COMPLETE THE FOLLOWING =>
**a.** Answer these from the article on Ulmus × mesocarpa:
(i) On which mountain was the hybrid discovered?
(ii) How long are its petioles?
(iii) What height does the tree stay under?
**b.** Repeat word for word the part of the article on Ulmus × mesocarpa that opens with the words containing "- Hybrid parentage: U." and closes with "Yongdaeri, and Baekdamsa.".
**c.** Pick up the article on Ulmus × mesocarpa where its last sentence ends and keep writing.

EXCERPTED PASSAGE =>
- Hybrid parentage: U. macrocarpa × U. davidiana var. japonica
- Origin: South Korea

= Ulmus × mesocarpa =

Elm cultivar

Ulmus × mesocarpa M. Kim & S. Lee is a natural hybrid elm which is a cross of Ulmus macrocarpa with Japanese elm Ulmus davidiana var. japonica discovered on Seoraksan (Mount Sorak) near the city of Sokcho on the eastern coast of South Korea. The tree is endemic to the provinces of Gangwon-do, Injegun, Bukmyeon, Yongdaeri, and Baekdamsa.

==Description==
A small tree < 5 m high, typically intermediate between its parents, the generally obovate leaves 7-8 cm long, asymmetric at the base, with apices acuminate to caudate and an average of 31 teeth. The petioles are 6-8 mm long. The obovate samarae are < 20 mm long by 16 mm wide.

Items from a dataset =>
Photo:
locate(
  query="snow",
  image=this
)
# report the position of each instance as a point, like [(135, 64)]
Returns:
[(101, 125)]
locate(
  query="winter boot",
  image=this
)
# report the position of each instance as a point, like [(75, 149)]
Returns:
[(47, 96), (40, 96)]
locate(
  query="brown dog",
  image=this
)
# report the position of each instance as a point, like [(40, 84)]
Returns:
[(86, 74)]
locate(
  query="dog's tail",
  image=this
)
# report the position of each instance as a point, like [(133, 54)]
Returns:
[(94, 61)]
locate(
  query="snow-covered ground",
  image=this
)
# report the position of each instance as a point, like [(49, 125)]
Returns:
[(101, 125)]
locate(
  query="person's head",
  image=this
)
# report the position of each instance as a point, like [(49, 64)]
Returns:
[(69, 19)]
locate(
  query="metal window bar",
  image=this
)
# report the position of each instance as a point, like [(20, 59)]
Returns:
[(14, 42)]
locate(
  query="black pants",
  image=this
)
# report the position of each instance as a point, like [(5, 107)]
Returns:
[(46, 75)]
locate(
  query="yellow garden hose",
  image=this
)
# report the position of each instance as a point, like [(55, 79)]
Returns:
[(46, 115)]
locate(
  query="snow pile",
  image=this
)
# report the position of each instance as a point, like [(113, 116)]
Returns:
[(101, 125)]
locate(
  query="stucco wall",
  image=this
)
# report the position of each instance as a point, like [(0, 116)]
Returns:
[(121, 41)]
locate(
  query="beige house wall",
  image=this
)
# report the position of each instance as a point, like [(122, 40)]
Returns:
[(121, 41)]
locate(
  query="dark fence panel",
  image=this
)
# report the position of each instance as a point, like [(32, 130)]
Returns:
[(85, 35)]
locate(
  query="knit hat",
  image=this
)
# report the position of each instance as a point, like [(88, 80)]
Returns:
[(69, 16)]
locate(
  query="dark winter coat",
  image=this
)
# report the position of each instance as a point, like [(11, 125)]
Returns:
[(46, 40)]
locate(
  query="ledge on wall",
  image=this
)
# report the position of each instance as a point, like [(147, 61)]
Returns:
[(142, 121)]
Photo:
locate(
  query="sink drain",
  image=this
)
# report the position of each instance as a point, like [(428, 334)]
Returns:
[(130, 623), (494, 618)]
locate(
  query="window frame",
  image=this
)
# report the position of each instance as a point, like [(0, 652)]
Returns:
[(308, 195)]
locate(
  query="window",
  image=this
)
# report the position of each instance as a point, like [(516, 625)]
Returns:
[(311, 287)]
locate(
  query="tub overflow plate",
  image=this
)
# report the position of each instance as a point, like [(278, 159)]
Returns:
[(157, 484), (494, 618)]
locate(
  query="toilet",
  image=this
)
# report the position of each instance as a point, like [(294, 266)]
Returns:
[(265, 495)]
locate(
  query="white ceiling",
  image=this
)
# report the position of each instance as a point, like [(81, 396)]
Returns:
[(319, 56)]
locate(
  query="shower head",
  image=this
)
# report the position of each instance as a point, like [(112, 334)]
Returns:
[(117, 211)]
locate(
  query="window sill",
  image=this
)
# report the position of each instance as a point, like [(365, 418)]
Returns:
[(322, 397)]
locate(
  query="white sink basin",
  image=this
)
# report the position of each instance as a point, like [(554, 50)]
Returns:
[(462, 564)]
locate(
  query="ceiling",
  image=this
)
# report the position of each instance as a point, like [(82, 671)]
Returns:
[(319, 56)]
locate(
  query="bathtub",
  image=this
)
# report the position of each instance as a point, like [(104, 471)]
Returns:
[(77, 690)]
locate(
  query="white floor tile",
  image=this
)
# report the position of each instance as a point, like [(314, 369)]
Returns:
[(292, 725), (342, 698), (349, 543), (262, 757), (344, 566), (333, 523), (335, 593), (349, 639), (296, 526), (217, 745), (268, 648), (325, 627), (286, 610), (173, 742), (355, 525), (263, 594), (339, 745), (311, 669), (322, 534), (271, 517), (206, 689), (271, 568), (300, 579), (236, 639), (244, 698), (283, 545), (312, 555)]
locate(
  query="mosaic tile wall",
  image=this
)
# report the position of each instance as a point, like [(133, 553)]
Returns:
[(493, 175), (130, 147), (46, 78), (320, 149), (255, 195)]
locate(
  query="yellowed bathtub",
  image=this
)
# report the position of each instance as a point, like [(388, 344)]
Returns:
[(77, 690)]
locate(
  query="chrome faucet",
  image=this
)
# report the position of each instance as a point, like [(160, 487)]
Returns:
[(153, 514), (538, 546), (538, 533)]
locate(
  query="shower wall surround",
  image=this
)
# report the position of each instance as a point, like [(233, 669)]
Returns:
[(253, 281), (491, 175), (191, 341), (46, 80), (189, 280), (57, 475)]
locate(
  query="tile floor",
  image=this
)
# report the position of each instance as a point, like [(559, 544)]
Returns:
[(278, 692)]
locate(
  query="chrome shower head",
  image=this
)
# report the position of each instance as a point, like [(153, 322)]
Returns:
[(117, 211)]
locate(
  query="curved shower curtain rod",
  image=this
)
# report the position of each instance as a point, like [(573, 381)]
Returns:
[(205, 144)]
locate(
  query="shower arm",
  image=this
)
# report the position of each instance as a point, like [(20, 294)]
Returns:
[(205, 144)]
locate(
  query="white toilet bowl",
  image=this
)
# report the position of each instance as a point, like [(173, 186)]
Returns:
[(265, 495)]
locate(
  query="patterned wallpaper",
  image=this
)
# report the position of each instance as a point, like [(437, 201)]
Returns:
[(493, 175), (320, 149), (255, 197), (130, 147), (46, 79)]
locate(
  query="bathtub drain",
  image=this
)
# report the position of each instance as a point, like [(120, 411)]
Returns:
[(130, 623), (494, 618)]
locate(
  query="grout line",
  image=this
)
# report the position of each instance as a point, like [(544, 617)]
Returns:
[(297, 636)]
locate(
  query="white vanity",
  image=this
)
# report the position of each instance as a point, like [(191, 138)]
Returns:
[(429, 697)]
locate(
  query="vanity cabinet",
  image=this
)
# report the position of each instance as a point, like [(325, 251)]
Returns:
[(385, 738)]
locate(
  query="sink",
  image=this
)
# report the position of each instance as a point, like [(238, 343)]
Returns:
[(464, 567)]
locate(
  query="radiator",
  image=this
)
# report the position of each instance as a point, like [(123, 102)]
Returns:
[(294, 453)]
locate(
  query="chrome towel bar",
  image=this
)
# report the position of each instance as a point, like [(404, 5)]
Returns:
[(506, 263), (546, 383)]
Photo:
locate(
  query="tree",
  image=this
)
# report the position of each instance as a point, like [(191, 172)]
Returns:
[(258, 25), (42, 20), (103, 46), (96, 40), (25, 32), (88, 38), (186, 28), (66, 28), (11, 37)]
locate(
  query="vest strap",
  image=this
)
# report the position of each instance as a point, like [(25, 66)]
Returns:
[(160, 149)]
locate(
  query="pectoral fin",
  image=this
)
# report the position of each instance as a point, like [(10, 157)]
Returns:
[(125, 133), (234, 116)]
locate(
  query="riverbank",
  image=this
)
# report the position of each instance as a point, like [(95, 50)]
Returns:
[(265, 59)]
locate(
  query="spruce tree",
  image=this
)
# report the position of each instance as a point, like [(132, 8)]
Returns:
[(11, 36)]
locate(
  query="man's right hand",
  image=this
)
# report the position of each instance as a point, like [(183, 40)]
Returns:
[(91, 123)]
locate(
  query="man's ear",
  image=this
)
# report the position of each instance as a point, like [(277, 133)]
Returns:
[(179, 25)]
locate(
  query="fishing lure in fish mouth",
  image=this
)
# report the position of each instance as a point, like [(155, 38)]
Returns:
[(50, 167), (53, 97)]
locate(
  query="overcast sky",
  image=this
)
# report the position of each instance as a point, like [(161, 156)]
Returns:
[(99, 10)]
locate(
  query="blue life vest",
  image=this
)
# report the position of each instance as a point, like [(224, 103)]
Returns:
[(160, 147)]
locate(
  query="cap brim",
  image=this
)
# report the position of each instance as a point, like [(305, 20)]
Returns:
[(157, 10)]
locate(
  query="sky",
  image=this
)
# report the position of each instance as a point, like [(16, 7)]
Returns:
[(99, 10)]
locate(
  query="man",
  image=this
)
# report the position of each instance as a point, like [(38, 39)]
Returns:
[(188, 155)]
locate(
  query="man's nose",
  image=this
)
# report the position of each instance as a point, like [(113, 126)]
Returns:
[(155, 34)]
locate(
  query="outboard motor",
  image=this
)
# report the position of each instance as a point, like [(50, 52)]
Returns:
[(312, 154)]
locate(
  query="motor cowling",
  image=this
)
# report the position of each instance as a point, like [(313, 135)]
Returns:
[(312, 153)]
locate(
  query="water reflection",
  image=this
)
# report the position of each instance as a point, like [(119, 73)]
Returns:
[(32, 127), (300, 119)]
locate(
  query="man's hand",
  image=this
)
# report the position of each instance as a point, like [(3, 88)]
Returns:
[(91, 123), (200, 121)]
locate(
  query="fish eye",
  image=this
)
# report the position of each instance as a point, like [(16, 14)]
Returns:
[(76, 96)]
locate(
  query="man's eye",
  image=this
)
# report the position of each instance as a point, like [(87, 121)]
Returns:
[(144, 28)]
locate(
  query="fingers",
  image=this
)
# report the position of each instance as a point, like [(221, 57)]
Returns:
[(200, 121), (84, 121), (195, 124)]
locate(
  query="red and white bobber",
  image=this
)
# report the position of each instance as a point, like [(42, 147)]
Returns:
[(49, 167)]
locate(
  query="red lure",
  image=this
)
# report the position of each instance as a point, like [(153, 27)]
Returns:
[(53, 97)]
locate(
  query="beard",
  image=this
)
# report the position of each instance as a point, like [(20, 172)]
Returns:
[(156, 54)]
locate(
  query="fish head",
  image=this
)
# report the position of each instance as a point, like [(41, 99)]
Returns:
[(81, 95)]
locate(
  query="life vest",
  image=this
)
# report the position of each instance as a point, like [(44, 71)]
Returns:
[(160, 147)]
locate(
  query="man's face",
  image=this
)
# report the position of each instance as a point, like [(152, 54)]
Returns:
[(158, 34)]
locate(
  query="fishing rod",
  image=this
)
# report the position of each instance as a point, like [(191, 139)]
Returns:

RESULTS FOR EACH TASK =>
**a.**
(i) Seoraksan (Mount Sorak)
(ii) 6-8 mm
(iii) 5 m

**b.**
- Hybrid parentage: U. macrocarpa × U. davidiana var. japonica
- Origin: South Korea

= Ulmus × mesocarpa =

Elm cultivar

Ulmus × mesocarpa M. Kim & S. Lee is a natural hybrid elm which is a cross of Ulmus macrocarpa with Japanese elm Ulmus davidiana var. japonica discovered on Seoraksan (Mount Sorak) near the city of Sokcho on the eastern coast of South Korea. The tree is endemic to the provinces of Gangwon-do, Injegun, Bukmyeon, Yongdaeri, and Baekdamsa.

**c.**
==Pests and diseases==
Not known.

==Cultivation==
Now in cultivation in the US and UK.

==Synonymy==
- Ulmus davidiana var. japonica f. suberosa Nakai

==Accessions==
- North America
- Morton Arboretum, Lisle, Illinois, US. Acc. details not known.
- Europe
- Grange Farm Arboretum, Sutton St James, Lincolnshire, UK. Juvenile trees (2015) from cuttings ex. Morton Arboretum on U. glabra rootstocks. Acc. no. 1101.

==Nurseries==
- Europe
- Pan-global Plants , Frampton on Severn, Gloucestershire, UK.